• DIRECTIONS: Retype every entry word for word.

------------------------------------------------------------

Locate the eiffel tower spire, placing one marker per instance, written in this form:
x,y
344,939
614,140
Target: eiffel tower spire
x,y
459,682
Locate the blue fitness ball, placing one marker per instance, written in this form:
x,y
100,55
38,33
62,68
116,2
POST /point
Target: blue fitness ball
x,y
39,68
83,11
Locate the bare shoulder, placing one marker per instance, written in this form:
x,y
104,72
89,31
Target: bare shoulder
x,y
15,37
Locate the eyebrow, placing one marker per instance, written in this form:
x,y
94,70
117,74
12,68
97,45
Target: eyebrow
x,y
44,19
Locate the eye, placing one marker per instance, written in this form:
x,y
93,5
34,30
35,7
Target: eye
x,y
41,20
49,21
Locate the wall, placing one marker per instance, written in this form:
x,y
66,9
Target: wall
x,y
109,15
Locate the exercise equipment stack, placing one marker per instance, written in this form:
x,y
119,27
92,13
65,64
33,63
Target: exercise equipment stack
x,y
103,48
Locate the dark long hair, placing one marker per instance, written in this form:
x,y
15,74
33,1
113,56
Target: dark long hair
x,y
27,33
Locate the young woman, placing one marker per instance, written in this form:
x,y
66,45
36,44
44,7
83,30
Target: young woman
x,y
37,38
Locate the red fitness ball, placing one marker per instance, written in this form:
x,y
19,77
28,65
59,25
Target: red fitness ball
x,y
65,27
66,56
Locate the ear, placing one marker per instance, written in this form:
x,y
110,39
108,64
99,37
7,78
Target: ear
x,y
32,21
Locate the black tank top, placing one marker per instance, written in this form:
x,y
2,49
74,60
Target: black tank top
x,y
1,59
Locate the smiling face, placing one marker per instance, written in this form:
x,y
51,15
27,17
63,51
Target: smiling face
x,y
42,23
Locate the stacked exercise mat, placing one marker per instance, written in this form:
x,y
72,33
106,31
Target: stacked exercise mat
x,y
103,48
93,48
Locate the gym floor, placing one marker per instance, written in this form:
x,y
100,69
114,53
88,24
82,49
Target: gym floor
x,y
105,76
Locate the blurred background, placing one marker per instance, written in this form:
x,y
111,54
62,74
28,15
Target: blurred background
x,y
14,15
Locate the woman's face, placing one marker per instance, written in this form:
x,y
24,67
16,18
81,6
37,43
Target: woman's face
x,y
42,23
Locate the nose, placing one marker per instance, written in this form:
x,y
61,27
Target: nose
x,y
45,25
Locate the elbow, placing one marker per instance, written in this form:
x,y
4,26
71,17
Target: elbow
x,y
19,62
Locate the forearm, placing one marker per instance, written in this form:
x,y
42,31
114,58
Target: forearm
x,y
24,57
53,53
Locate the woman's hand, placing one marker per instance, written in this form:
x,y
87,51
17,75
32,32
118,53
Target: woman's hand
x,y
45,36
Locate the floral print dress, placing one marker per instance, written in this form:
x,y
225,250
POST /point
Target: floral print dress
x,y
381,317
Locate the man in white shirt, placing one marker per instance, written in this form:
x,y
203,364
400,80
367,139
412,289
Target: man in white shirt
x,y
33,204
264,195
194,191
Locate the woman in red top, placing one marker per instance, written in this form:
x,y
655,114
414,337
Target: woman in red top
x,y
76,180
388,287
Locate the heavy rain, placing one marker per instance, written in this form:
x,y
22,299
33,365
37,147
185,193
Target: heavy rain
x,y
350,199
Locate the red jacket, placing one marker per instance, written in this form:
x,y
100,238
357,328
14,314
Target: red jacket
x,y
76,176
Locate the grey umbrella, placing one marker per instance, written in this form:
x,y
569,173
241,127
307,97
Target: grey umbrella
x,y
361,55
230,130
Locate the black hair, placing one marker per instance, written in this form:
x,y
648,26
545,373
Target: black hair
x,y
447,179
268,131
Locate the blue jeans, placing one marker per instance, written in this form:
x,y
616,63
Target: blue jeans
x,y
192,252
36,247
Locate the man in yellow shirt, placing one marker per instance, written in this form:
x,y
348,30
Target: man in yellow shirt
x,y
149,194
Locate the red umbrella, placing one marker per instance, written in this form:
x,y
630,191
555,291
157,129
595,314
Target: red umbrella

------------------------------------------------------------

• THE ANSWER:
Locate the eiffel tower spire, placing one marker per instance, written in this form:
x,y
344,939
614,140
Target: eiffel tower spire
x,y
459,682
Locate the blue fitness ball, placing one marker per instance, written in this form:
x,y
100,55
38,33
62,68
116,2
POST /point
Target: blue fitness ball
x,y
39,68
83,11
Locate the bare shoulder, placing one marker per instance, written in this form:
x,y
104,72
89,31
Target: bare shoulder
x,y
15,37
Locate the eyebrow, placing one marker per instance, written in this form:
x,y
94,70
117,74
12,68
97,45
Target: eyebrow
x,y
44,19
Locate the eye, placing one marker per instance, written in this form:
x,y
93,5
34,30
35,7
Target: eye
x,y
41,20
49,21
Locate the wall, placing one marker per instance, written in this form:
x,y
66,9
Target: wall
x,y
109,15
Locate the exercise equipment stack, placing one marker per instance, written in this form:
x,y
119,27
92,13
65,64
33,63
Target: exercise equipment stack
x,y
103,48
Locate the dark long hair, placing one marker per instance, written in this form:
x,y
15,74
33,1
113,56
Target: dark long hair
x,y
27,33
Locate the young woman, placing one marker per instance, written in this form:
x,y
66,45
36,44
44,7
83,30
Target: young woman
x,y
37,38
Locate the red fitness ball, placing one marker per instance, written in this form:
x,y
19,77
28,65
59,25
Target: red fitness ball
x,y
65,27
66,56
Locate the ear, placing one marker per instance, written in this form:
x,y
110,39
108,64
99,37
7,78
Target: ear
x,y
32,21
Locate the black tank top, placing one marker per instance, written in this form:
x,y
2,49
74,60
Target: black tank top
x,y
1,59
Locate the smiling face, placing one marker per instance, written in this form:
x,y
51,15
27,17
63,51
Target: smiling face
x,y
42,23
Locate the stacked exercise mat, placing one marker per instance, written in this form:
x,y
72,33
106,31
Target: stacked exercise mat
x,y
103,48
93,48
Locate the gym floor, placing one marker per instance, written in this form:
x,y
100,69
114,53
88,24
82,49
Target: gym floor
x,y
105,76
Locate the blurred background, placing one marker per instance, written in this form:
x,y
111,54
62,74
28,15
Target: blurred background
x,y
14,15
Locate the woman's face, placing one marker per instance, written in this form:
x,y
24,67
16,18
81,6
37,43
Target: woman's face
x,y
42,23
Locate the nose, placing one marker per instance, written in this form:
x,y
61,27
Target: nose
x,y
45,25
Locate the elbow, placing one marker per instance, written in this form:
x,y
4,26
71,17
Target: elbow
x,y
19,62
Locate the forearm, placing one marker per instance, written in this form:
x,y
42,31
114,58
Target: forearm
x,y
24,57
53,53
Locate the woman's hand, placing one marker per instance, written in this form:
x,y
87,51
17,75
32,32
118,53
Target: woman's hand
x,y
45,36
Locate the floral print dress, placing one marker per instance, written in this form:
x,y
225,250
POST /point
Target: floral print dress
x,y
381,317
Locate the man in white shirt, placing one marker per instance, written in this form:
x,y
203,364
400,80
367,139
412,289
Target: man in white shirt
x,y
33,204
264,195
194,191
Locate the woman in red top, placing one marker per instance, written in this form:
x,y
655,114
414,337
Target: woman in red top
x,y
76,180
388,287
Locate the heavy rain, placing one marker per instance, written in this form:
x,y
22,299
33,365
37,147
185,193
Target: heavy rain
x,y
350,199
Locate the red jacket, placing one marker per instance, written in this form:
x,y
100,238
357,328
14,314
Target: red jacket
x,y
76,176
Locate the grey umbrella, placing one marker per instance, written in this form:
x,y
569,173
241,127
307,97
Target: grey umbrella
x,y
361,55
230,130
Locate the black hair, placing one marker per instance, written in this form:
x,y
648,26
545,373
Target: black hair
x,y
447,179
268,131
Locate the blue jeans, placing one marker per instance, written in this form:
x,y
616,63
Target: blue jeans
x,y
192,252
36,247
Locate the man in yellow shirt, placing one marker per instance, written in this form:
x,y
348,30
Target: man in yellow shirt
x,y
149,194
Locate the red umbrella, placing one marker per instance, written in this form:
x,y
630,191
555,291
157,129
595,314
Target: red umbrella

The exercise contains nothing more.